Извлечённый текст.
******************************

Дал подсказку: главным героем должен быть университетский профессор любого пола — имея в виду так называемую university fiction, которая, впрочем, редко прорывается в Голливуд, ибо не только пишется, но и читается почти исключительно профессорами литературы обоего пола...
И вдруг на первом же семинаре по XXI веку мне показывают нечто интересное: The Human Stain, a 2003 American drama film directed by Robert Benton, the screenplay by Nicholas Meyer is based on the 2000 novel of the same name by Philip Roth, the film stars Anthony Hopkins and Nicole Kidman. Студенты с упоением посмотрели англоязычную киноверсию, и я вместе с ними, узнав университетский городок, где «все так просто, все знакомо» (потом оказалось, что некоторые сцены действительно снимались в кампусе и впрямь мне знакомого монреальского университета Макгилла). На следующий семинар студенты притащили пиратский диск с дурацкими субтитрами и таким же названием «Запятнанная репутация», заставившими заподозрить непереводимость здесь всего, начиная с названия.
Но тут как раз подоспела прекрасная русская проза Леонида Мотылева: свой блестящий литературный перевод романа Рота он назвал «Людское клеймо».
Когда, готовясь к семинару, я читал Movie Review в The New York Times (31.10.2003), я тогда еще обратил внимание на такое замечание рецензента:
«Авторы фильма с восхитительной точностью воплощают все волнующие Рота темы и с нежной любовью относятся к его героям. Но, конечно, они не могли даже надеяться передать голос автора романа, столь блестяще и страстно увязывающий воедино все его линии».
(The filmmakers explicate Mr. Roth’s themes with admirable clarity and care and observe his characters with delicate fondness, but they cannot hope to approximate the brilliance and rapacity of his voice, which holds all the novel’s disparate elements together).

******************************

Список записей.

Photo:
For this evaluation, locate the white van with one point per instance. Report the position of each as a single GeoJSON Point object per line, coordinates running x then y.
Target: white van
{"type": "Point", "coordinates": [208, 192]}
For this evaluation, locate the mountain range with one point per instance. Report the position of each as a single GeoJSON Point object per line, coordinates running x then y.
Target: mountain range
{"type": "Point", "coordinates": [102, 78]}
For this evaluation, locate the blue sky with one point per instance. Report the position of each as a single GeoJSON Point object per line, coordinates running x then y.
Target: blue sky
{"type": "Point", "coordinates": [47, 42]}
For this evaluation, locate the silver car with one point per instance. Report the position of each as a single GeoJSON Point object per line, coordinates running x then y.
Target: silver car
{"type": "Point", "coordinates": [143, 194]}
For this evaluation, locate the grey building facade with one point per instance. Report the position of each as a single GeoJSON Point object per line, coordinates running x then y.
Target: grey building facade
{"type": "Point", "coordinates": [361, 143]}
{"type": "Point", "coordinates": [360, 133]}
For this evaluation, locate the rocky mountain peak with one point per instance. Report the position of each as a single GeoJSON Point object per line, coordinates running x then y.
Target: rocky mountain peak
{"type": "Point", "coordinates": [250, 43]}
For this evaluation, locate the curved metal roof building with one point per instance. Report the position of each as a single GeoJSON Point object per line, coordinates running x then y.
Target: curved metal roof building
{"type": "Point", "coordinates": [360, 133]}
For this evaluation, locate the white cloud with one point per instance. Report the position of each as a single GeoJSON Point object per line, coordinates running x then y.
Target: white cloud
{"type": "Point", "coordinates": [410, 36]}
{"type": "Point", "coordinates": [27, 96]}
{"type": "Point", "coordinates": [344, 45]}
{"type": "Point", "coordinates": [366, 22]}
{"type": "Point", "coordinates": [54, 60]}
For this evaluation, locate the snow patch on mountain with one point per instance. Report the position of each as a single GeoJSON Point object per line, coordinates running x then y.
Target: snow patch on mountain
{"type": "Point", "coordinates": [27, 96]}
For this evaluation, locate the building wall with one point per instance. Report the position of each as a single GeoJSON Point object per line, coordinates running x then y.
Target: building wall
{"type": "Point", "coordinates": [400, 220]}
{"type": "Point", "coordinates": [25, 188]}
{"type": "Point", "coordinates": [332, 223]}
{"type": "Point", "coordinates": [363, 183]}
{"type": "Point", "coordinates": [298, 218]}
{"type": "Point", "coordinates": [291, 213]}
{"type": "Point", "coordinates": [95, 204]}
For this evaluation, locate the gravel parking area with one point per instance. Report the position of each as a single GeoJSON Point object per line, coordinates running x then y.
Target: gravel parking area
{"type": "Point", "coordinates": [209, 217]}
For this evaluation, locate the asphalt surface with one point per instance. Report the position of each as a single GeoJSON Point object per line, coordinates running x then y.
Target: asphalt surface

******************************

Что нужно сделать.
A - Назовите всех людей, упомянутых по имени в тексте об экранизации романа Рота.
B - Повторите дословно фрагмент текста об экранизации романа Рота от слов «Но тут как раз» до слов «disparate elements together).».
C - Какое название дал своему переводу романа Рота Леонид Мотылев, согласно тексту об экранизации этого романа?

Готовые ответы.
A - Robert Benton, Nicholas Meyer, Philip Roth, Anthony Hopkins, Nicole Kidman, Леонид Мотылев

B -
Но тут как раз подоспела прекрасная русская проза Леонида Мотылева: свой блестящий литературный перевод романа Рота он назвал «Людское клеймо».
Когда, готовясь к семинару, я читал Movie Review в The New York Times (31.10.2003), я тогда еще обратил внимание на такое замечание рецензента:
«Авторы фильма с восхитительной точностью воплощают все волнующие Рота темы и с нежной любовью относятся к его героям. Но, конечно, они не могли даже надеяться передать голос автора романа, столь блестяще и страстно увязывающий воедино все его линии».
(The filmmakers explicate Mr. Roth’s themes with admirable clarity and care and observe his characters with delicate fondness, but they cannot hope to approximate the brilliance and rapacity of his voice, which holds all the novel’s disparate elements together).

C - «Людское клеймо».